Dataset excerpt

-- BEGIN --

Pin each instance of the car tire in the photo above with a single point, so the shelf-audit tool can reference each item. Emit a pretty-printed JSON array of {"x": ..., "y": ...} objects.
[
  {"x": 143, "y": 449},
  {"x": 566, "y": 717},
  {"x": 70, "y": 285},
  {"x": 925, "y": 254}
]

-- END --

**Exercise goal:**
Repeat the material above in full, quoting it exactly.

**Reply to the exercise:**
Pin each instance of the car tire in the photo above with a single point, so the shelf-audit tool can reference each item. Emit a pretty-printed JSON array of {"x": ..., "y": ...} objects.
[
  {"x": 143, "y": 449},
  {"x": 566, "y": 717},
  {"x": 70, "y": 285},
  {"x": 925, "y": 254}
]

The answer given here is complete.